Render every line of the material below as a Markdown table with the columns Row and Line, numbering each row and skipping blank lines. Leave the pictures out of the table.

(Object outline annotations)
※ ※ ※

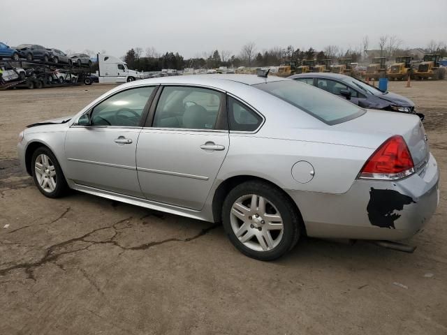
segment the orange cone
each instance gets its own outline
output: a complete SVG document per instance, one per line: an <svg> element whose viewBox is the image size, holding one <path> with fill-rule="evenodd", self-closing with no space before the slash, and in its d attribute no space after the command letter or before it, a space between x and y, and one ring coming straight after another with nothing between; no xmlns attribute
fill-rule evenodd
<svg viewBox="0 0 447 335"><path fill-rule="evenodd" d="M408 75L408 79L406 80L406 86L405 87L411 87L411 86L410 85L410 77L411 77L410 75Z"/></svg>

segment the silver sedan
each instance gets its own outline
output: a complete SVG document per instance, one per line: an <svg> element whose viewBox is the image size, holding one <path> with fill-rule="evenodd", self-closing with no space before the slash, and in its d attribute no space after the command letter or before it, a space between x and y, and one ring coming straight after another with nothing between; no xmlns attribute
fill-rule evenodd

※ ※ ※

Full solution:
| Row | Line |
|---|---|
| 1 | segment the orange cone |
| 2 | each instance gets its own outline |
| 3 | output: a complete SVG document per instance, one per line: an <svg> element whose viewBox is the image size, holding one <path> with fill-rule="evenodd", self-closing with no space before the slash, and in its d attribute no space after the command letter or before it, a space between x and y, and one ring coming straight after another with nothing between; no xmlns attribute |
| 4 | fill-rule evenodd |
| 5 | <svg viewBox="0 0 447 335"><path fill-rule="evenodd" d="M408 75L408 79L406 80L406 86L405 87L411 87L411 86L410 85L410 77L411 77L410 75Z"/></svg> |
| 6 | segment the silver sedan |
| 7 | each instance gets its own outline |
| 8 | output: a complete SVG document per instance, one per line: an <svg> element whose viewBox is the image size, holding one <path> with fill-rule="evenodd", self-closing with no space before the slash, and in its d attribute no space after the command letter or before it, a space between x and y, and one ring coming straight after another with nothing between; no xmlns attribute |
| 9 | fill-rule evenodd |